** BEGIN DATA FOR THIS TASK **
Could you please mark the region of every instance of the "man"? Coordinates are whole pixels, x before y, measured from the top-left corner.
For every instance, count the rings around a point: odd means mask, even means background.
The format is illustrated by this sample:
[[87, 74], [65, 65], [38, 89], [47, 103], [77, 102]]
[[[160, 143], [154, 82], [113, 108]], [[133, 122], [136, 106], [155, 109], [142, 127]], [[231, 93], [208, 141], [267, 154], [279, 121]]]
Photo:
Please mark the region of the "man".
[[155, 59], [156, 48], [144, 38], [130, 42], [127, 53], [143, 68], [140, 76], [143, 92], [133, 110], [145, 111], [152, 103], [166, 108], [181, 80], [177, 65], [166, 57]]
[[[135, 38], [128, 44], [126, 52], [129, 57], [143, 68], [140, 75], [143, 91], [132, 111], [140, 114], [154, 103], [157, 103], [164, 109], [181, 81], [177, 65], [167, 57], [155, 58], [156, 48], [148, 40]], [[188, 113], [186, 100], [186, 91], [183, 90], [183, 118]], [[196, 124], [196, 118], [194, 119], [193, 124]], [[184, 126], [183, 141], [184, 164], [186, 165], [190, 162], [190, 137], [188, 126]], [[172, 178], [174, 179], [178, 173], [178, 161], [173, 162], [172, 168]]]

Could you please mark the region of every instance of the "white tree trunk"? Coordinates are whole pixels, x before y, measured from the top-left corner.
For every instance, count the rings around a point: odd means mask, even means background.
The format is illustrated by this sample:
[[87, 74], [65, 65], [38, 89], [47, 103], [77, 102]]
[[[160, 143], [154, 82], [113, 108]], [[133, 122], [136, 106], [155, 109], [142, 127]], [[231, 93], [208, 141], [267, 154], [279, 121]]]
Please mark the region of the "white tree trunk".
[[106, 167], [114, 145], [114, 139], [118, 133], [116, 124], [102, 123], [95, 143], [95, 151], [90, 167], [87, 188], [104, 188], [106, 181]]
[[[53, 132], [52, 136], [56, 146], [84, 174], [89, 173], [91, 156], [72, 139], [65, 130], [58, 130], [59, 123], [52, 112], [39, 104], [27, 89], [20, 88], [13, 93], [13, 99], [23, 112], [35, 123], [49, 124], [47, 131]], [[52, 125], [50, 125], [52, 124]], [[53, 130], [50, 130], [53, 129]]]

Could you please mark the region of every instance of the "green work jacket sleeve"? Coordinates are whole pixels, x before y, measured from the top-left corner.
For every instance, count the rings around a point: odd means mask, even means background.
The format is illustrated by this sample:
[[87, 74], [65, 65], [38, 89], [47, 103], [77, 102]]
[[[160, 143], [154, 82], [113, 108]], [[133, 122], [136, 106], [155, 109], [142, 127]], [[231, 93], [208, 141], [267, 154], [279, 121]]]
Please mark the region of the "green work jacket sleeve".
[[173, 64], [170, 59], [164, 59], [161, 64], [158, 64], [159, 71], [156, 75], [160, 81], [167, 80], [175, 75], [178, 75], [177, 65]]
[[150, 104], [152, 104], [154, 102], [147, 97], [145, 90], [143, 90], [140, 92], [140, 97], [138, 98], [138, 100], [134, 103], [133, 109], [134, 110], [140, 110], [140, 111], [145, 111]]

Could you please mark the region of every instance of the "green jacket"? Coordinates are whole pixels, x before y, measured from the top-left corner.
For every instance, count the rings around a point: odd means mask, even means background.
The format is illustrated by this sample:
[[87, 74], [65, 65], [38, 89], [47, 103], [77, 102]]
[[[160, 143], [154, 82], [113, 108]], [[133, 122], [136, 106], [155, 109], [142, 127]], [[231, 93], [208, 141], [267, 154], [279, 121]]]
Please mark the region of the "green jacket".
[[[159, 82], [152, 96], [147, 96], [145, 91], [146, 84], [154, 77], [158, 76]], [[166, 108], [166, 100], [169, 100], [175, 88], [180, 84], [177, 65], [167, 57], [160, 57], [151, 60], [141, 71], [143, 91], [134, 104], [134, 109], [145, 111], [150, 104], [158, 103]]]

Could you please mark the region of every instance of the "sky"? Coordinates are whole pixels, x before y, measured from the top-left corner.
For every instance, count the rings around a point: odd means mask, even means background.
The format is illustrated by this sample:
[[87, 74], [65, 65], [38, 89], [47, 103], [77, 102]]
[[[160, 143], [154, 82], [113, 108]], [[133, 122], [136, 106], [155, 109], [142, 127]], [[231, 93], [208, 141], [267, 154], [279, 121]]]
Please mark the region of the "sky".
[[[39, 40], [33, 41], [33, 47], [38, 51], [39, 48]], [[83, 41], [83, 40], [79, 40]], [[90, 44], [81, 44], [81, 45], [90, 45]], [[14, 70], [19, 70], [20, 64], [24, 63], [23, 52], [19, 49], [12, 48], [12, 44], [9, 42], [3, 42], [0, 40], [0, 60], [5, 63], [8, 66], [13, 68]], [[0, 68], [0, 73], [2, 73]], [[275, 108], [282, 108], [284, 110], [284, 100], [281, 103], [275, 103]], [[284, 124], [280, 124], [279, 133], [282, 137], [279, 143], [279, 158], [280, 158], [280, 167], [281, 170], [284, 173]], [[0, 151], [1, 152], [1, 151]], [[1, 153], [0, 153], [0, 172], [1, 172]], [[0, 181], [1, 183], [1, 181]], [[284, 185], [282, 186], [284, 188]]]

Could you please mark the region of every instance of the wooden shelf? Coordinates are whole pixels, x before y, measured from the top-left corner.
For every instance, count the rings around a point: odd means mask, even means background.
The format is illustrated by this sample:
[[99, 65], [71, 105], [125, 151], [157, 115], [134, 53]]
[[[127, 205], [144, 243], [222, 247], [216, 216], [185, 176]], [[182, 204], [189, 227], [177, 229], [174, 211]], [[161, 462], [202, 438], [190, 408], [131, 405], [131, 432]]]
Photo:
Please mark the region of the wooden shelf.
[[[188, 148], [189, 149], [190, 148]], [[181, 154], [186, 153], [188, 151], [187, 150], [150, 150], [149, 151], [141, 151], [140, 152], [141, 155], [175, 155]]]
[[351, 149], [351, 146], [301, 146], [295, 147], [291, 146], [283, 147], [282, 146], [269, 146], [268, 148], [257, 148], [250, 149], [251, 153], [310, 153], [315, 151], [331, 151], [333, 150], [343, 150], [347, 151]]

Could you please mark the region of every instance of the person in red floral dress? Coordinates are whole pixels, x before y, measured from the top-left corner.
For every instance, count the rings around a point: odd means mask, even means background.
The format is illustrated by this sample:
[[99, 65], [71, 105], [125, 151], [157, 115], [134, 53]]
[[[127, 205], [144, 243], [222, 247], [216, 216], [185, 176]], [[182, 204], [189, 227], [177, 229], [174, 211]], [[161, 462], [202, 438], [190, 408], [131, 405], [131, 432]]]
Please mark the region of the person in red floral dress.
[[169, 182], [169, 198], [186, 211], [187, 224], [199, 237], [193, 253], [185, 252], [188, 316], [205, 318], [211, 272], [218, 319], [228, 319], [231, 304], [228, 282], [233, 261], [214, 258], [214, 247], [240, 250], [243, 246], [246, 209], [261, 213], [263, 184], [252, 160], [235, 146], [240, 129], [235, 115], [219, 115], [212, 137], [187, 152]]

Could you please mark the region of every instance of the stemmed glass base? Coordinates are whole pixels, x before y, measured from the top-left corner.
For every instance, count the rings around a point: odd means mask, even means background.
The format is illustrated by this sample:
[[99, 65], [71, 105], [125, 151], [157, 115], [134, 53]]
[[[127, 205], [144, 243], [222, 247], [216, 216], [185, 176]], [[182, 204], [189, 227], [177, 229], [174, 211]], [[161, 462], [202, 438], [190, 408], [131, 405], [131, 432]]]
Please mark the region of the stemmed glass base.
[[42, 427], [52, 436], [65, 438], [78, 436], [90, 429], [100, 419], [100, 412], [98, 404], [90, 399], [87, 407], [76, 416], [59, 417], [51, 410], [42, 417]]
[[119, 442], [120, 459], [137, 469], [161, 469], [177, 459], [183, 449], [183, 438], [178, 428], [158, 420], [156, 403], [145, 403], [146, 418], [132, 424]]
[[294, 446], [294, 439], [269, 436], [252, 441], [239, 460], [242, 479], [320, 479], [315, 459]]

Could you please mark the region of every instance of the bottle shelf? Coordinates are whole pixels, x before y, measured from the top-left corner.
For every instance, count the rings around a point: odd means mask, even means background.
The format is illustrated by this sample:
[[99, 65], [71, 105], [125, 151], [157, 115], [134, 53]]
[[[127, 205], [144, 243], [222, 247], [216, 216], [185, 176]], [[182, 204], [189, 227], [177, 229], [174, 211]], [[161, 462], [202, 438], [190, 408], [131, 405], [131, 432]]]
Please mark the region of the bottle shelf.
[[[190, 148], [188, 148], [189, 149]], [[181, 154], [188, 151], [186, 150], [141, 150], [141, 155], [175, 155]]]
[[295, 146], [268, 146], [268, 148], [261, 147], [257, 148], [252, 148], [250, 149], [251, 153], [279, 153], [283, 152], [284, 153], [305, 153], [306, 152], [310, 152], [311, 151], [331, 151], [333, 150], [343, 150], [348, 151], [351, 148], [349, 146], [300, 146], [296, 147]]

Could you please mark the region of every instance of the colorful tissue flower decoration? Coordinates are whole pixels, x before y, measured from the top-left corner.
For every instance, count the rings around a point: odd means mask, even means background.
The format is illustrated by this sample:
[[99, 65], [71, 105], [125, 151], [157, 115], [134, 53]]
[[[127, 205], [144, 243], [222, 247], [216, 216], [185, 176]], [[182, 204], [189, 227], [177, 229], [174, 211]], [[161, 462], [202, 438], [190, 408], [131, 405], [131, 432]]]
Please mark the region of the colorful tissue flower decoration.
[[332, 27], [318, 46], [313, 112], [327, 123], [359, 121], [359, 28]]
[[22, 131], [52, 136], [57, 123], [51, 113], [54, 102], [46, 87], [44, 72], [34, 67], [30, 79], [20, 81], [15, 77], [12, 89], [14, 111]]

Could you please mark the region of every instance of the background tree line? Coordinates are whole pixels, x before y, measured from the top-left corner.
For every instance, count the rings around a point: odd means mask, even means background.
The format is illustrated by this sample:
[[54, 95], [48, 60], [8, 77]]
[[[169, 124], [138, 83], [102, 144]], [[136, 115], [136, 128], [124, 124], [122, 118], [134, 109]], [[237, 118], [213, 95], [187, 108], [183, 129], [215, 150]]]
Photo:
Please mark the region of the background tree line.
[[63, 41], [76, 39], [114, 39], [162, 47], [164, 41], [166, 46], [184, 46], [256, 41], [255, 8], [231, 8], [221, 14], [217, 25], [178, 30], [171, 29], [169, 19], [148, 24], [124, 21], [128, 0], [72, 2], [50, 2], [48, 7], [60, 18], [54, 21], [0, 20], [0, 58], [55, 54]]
** END DATA FOR THIS TASK **
Could you repeat the items verbatim, starting with their first line and going on through the line that contains "162], [172, 168]]]"?

Could you please mark the region of every instance of the "man"? Coordinates are whole pixels, x before y, measured from the top-left corner.
For every instance, count the rings around a point: odd means mask, even means background.
The format is illustrated by this sample:
[[87, 74], [65, 65], [38, 89], [47, 103], [77, 102]]
[[[160, 143], [154, 82], [113, 108]], [[133, 122], [136, 106], [155, 109], [142, 127]], [[231, 93], [208, 141], [267, 154], [279, 121]]]
Photo:
Please mark the region of the "man".
[[155, 59], [156, 48], [144, 38], [130, 42], [127, 53], [143, 68], [140, 76], [143, 92], [133, 110], [145, 111], [152, 103], [166, 108], [181, 80], [177, 65], [166, 57]]
[[[135, 38], [128, 44], [126, 52], [129, 57], [143, 68], [140, 75], [143, 91], [132, 111], [140, 114], [154, 103], [157, 103], [164, 109], [181, 81], [177, 65], [167, 57], [155, 58], [156, 48], [148, 40]], [[188, 113], [186, 100], [186, 91], [183, 90], [183, 118]], [[196, 124], [196, 118], [194, 119], [193, 124]], [[184, 126], [183, 141], [184, 164], [186, 165], [190, 162], [190, 137], [188, 126]], [[172, 178], [174, 179], [178, 173], [178, 161], [173, 162], [172, 168]]]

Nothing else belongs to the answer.